_Work instructions_.
Which lines in the entries below contain the string "suit"? List every such line in full, treating uppercase and lowercase letters as different.

_Information supplied_.
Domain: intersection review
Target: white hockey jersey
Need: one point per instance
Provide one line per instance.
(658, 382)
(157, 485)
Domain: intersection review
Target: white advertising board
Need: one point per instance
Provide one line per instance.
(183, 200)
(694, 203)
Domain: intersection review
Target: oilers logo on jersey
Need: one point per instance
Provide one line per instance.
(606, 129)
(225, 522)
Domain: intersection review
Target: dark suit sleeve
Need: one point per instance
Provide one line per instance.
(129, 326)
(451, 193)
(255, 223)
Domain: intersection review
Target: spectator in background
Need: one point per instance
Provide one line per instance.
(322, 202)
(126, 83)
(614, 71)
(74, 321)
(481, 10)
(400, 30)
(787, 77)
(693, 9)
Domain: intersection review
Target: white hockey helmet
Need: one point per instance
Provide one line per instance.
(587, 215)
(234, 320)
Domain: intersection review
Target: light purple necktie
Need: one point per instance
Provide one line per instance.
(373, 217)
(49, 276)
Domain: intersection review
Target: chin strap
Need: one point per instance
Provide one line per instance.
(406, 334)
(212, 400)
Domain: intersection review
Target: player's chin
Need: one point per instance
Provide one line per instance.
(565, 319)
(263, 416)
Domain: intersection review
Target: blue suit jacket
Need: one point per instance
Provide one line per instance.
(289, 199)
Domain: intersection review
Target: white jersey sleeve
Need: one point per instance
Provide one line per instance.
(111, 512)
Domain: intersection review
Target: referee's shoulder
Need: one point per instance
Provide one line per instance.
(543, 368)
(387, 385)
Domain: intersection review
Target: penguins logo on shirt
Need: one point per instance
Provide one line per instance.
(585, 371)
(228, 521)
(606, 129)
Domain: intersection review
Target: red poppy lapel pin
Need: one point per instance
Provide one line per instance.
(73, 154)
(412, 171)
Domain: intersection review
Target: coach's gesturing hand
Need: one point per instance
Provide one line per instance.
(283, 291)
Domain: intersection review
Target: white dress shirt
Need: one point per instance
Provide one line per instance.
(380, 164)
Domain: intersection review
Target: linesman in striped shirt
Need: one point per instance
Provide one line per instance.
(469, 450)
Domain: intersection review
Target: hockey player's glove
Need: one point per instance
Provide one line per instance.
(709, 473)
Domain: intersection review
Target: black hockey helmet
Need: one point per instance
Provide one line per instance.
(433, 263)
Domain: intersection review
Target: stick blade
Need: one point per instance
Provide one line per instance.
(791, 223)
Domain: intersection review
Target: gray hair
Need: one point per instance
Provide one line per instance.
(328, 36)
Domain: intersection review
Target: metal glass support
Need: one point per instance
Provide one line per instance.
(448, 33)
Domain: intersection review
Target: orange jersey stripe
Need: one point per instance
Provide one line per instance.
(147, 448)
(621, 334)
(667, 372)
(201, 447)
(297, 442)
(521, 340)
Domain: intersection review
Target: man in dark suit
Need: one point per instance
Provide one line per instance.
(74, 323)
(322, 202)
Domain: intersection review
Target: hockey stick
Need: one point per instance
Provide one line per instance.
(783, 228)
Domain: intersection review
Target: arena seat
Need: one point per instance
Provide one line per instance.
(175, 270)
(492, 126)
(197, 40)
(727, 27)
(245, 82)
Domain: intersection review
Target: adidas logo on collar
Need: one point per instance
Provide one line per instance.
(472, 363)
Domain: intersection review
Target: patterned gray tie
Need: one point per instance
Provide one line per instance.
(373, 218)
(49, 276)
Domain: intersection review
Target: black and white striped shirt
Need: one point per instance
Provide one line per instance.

* * *

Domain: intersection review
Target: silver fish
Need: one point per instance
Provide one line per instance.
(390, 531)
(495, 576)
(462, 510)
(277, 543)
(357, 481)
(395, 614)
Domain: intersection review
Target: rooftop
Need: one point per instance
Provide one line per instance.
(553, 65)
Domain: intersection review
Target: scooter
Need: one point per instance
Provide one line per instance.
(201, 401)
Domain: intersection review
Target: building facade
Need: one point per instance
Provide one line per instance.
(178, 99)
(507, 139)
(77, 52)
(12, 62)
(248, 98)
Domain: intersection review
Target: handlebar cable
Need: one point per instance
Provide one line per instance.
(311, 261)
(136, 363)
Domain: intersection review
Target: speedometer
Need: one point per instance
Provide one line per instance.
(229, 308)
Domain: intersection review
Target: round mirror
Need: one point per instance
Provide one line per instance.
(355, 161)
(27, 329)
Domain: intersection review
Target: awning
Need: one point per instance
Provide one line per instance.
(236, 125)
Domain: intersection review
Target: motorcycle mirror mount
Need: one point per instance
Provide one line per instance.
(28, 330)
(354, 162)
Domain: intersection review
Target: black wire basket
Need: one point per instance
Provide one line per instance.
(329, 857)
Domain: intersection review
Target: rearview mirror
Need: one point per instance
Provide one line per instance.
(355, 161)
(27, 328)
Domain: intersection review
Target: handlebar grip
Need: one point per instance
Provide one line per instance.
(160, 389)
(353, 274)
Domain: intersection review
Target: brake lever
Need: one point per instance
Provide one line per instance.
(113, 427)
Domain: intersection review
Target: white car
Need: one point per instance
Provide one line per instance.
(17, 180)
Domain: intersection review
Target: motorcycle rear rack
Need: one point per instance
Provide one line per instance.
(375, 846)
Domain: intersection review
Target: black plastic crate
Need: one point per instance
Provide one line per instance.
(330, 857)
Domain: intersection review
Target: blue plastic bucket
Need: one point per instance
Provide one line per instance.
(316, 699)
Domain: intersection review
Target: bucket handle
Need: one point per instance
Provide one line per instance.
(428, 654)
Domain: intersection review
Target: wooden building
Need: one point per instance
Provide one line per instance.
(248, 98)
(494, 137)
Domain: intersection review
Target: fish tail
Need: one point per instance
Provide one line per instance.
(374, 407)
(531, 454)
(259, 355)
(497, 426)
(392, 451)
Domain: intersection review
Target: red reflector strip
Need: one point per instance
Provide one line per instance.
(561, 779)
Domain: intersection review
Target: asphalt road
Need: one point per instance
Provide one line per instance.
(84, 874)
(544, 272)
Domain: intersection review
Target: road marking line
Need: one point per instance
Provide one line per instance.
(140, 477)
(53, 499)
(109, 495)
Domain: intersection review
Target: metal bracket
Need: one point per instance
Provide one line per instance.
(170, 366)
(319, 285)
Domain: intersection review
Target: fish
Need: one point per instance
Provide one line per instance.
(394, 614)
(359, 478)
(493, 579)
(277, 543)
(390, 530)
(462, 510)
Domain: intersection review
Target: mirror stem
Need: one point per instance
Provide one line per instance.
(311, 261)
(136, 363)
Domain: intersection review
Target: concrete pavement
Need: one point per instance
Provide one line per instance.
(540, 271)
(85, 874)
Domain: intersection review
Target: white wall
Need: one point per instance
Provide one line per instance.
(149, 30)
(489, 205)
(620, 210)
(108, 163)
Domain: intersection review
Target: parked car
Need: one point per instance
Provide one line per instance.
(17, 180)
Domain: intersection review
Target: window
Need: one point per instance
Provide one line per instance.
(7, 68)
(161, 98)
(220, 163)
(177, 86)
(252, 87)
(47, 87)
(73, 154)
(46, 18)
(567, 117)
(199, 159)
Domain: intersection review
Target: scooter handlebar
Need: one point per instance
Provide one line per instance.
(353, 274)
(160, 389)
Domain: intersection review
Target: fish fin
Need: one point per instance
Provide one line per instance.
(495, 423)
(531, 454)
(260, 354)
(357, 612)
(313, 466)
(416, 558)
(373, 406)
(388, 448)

_Task result_.
Target: dark suit sleeve
Target: blue suit jacket
Target: man in dark suit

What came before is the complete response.